→ Exercise prompt: Rewrite the material below, replacing every occurrence of "box" with "outline" and leaving everything else unchanged.

→ Records for processing:
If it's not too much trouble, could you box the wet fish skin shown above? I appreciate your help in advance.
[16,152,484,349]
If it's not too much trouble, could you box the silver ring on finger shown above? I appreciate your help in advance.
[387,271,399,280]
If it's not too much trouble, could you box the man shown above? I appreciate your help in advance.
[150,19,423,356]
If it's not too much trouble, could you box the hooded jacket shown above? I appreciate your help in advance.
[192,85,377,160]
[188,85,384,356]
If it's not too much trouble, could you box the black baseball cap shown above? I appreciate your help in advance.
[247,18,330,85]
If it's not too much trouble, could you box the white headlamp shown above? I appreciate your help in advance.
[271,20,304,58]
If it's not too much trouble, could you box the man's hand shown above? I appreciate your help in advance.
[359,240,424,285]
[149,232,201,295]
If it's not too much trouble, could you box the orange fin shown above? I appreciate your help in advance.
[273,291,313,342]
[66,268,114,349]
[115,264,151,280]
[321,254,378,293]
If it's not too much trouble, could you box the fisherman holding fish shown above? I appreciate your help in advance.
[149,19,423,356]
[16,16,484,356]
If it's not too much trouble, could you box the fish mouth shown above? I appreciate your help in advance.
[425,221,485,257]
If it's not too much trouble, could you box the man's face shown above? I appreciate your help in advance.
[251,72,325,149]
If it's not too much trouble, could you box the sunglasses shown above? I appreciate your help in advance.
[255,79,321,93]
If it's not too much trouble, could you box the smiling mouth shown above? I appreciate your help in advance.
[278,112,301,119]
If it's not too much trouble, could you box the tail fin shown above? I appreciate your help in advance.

→ Expected output:
If it's not too much trouble, could you outline the wet fish skin shown above? I appreciate your help in advance.
[16,152,484,349]
If it's not too much trouble, could you outline the silver ring on finger shown above? I appreciate your help in advance.
[387,271,399,280]
If it's not too much trouble, could you outline the man shown above? I appreciate your help in advance.
[150,19,423,356]
If it's not too much trouble, could you outline the hooded jacket shown above? I appreciate your help in advance.
[192,85,377,160]
[188,85,384,356]
If it's not too much trouble, could you outline the black baseball cap shown above? I appreciate your help in advance.
[247,18,330,85]
If it's not too much trouble, could you outline the white headlamp shown above? I appreciate your help in advance.
[271,20,304,58]
If it's not too much trouble, could you outline the man's hand shown above? I appreciate your help in advance.
[359,240,424,285]
[149,232,201,295]
If it's not too much trouble, could you outline the orange fin shown above? I appreciate your help in advance.
[273,291,313,342]
[66,268,114,349]
[115,264,151,280]
[321,254,378,293]
If it's not too much trouble, could you outline the fisherman holding fish shown above? I appreciate your help in advance.
[149,19,423,356]
[16,16,484,356]
If it's not too much trouble, could you outline the fish mouth shown above? I appreciate your help in advance.
[425,221,485,257]
If it's not too much trouble, could you outline the man's face shown above? I appreciate your help in advance.
[251,72,325,149]
If it's not too much trouble, could you outline the sunglasses shown above? I appreciate your help in advance.
[255,79,321,93]
If it's not too much trouble, could you outline the smiling mouth shown above? I appreciate your help in advance.
[278,112,301,119]
If it's not too much trouble, could you outline the tail fin shown above? I appreciate your help in advance.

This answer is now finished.